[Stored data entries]
════════════════

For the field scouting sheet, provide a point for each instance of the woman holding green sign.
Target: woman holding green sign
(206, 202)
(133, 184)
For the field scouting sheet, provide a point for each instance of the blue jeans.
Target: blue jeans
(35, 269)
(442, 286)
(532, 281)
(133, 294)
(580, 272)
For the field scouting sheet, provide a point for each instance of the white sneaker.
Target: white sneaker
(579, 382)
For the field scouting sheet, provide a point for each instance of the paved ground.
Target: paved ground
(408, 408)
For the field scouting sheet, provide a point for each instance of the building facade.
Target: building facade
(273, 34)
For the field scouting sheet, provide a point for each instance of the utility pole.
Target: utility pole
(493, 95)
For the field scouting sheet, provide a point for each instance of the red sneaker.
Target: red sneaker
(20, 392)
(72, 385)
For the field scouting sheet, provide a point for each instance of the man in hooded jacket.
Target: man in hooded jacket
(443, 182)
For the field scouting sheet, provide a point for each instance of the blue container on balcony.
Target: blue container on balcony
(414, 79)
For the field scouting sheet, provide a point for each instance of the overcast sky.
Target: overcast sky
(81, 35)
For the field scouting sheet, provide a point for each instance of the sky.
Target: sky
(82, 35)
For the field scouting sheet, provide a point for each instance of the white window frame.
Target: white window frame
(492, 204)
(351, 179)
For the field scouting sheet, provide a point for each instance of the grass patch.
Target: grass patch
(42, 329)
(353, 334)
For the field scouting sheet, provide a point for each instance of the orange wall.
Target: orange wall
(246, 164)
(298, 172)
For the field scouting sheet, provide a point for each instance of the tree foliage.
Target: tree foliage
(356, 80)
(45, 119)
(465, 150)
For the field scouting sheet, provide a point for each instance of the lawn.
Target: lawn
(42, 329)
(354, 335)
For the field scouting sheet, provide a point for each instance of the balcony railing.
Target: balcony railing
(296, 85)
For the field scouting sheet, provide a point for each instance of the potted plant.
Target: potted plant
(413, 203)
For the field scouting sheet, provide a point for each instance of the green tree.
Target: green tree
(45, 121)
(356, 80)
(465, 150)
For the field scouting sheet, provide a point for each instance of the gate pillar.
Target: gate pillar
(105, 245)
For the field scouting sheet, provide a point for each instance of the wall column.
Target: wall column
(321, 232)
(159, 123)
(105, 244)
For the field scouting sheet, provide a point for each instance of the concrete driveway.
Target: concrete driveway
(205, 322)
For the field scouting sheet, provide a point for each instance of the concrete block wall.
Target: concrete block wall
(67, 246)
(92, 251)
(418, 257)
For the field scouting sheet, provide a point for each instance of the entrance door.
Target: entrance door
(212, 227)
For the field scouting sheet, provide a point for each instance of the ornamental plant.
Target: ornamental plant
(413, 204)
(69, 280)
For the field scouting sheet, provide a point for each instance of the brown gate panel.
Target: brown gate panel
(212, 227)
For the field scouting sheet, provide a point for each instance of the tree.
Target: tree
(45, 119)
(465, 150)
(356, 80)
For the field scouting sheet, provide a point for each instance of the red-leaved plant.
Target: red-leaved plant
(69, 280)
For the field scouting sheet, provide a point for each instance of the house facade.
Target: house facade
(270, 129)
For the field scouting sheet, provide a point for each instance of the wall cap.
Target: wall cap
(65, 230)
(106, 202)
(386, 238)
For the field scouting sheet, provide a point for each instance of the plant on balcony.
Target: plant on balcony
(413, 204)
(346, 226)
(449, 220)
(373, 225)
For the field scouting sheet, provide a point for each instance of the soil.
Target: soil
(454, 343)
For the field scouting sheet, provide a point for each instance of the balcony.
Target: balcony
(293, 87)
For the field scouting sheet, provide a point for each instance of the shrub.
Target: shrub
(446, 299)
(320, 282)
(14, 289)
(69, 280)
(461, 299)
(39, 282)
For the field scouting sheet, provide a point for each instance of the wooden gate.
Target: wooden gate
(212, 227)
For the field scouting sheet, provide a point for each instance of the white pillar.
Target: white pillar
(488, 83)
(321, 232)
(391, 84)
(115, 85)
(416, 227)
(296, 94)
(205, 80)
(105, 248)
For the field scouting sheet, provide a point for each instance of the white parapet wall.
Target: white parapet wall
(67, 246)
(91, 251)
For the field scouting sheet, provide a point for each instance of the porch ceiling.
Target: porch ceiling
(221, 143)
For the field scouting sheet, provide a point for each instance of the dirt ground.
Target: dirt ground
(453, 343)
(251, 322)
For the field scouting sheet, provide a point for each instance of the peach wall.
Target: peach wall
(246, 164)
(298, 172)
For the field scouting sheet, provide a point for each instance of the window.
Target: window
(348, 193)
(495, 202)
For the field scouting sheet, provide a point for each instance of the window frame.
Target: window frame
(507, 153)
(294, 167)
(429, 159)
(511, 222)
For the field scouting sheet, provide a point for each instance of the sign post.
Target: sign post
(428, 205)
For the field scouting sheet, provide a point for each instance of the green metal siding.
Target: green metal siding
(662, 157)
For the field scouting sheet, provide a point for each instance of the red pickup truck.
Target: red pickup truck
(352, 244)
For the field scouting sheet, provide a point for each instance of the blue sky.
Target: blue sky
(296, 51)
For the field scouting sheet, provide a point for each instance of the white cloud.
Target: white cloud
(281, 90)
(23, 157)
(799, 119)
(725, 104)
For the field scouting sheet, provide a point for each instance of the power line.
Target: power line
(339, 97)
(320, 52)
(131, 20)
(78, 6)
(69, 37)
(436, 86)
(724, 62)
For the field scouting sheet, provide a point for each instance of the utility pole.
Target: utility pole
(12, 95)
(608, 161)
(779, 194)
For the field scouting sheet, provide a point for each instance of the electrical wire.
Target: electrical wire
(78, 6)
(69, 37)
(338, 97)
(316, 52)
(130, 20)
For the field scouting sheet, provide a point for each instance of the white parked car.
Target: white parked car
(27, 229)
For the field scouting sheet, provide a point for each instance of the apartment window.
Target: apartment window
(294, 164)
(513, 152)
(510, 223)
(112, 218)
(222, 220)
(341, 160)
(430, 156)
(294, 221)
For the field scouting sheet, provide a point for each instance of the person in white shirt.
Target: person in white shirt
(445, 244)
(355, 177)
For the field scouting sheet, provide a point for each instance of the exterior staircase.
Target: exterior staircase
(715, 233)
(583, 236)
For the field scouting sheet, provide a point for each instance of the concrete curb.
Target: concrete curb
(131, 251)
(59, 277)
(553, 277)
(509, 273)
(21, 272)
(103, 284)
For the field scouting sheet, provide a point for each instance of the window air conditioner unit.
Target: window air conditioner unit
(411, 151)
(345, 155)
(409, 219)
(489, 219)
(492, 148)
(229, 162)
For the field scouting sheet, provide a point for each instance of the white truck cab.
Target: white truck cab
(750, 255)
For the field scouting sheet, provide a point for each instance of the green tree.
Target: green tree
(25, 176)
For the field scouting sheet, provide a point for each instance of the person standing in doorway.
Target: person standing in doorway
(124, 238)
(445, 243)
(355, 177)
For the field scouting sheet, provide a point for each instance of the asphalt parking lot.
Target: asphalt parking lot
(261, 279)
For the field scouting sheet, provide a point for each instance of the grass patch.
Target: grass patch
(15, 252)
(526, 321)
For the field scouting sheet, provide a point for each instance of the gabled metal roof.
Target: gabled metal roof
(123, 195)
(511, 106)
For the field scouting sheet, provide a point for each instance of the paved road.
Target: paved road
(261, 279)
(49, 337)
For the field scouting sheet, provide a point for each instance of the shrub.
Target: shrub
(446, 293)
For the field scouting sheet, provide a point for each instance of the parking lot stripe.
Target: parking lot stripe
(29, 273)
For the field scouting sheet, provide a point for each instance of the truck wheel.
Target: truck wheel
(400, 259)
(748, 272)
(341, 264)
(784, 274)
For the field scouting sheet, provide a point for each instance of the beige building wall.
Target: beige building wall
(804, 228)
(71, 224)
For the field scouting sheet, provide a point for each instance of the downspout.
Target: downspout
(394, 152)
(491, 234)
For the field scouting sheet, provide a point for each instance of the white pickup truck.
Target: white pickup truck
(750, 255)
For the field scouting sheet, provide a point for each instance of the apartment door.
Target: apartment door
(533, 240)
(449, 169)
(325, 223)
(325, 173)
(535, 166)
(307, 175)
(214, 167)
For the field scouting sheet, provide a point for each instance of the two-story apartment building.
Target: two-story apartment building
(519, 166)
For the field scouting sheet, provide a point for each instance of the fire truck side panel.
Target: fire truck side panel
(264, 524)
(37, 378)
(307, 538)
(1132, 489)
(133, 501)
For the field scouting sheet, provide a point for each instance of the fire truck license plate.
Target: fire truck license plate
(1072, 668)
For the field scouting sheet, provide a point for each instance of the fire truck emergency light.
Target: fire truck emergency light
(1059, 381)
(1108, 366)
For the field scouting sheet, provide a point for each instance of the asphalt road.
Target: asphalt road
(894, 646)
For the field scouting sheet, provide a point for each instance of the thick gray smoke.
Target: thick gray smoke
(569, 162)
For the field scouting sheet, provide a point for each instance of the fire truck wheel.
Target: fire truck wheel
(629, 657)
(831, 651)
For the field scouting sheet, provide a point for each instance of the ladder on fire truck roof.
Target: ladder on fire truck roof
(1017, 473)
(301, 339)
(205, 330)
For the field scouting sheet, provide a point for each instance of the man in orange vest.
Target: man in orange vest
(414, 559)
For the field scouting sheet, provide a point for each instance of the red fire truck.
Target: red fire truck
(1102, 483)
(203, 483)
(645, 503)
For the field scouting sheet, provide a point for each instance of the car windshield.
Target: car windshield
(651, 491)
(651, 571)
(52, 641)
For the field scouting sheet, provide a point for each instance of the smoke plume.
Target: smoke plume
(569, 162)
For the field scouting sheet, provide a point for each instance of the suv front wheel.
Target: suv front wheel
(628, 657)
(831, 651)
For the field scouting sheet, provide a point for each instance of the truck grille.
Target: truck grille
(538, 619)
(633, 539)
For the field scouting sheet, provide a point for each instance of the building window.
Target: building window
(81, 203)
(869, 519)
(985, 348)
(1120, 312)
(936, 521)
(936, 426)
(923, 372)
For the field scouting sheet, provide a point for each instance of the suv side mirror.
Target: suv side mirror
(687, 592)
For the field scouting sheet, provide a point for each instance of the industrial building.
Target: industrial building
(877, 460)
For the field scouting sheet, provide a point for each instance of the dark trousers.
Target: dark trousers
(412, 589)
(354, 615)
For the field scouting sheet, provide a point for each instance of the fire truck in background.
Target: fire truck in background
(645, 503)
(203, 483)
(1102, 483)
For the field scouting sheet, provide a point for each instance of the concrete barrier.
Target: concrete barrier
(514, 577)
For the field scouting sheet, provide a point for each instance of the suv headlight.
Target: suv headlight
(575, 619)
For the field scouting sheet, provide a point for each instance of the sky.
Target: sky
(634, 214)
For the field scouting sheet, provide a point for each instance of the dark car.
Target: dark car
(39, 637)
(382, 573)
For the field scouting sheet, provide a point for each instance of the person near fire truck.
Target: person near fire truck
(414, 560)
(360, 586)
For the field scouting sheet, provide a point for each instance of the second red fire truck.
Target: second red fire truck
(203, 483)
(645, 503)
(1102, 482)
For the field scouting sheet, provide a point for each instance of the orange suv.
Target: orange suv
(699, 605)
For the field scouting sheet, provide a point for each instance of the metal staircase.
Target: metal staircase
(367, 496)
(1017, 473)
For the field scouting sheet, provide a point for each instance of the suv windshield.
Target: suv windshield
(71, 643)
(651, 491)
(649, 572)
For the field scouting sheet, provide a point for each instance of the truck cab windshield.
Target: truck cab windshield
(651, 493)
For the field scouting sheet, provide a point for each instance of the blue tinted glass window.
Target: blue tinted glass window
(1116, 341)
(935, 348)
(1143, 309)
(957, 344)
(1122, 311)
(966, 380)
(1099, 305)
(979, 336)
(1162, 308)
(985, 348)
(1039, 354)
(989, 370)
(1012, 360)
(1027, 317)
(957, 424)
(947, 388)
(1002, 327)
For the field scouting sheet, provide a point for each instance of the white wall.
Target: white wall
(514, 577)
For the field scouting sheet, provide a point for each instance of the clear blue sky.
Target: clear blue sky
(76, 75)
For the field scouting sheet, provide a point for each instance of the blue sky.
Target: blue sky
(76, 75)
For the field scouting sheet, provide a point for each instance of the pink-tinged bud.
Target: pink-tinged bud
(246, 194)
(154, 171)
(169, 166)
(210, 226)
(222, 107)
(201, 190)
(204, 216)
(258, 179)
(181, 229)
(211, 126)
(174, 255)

════════════════

### About this task
Leave out every line above except those from the line with "of the lawn." up to and including the line with "the gate pillar.", and copy those exactly.

### Task output
For the field scouting sheet, provide a point for each instance of the lawn.
Target: lawn
(42, 329)
(354, 335)
For the field scouting sheet, provide a point for each instance of the balcony railing.
Target: balcony railing
(296, 85)
For the field scouting sheet, provide a point for each instance of the potted plant.
Target: potted plant
(413, 203)
For the field scouting sheet, provide a point for each instance of the green tree.
Target: green tree
(45, 121)
(356, 80)
(465, 150)
For the field scouting sheet, provide a point for each instance of the gate pillar.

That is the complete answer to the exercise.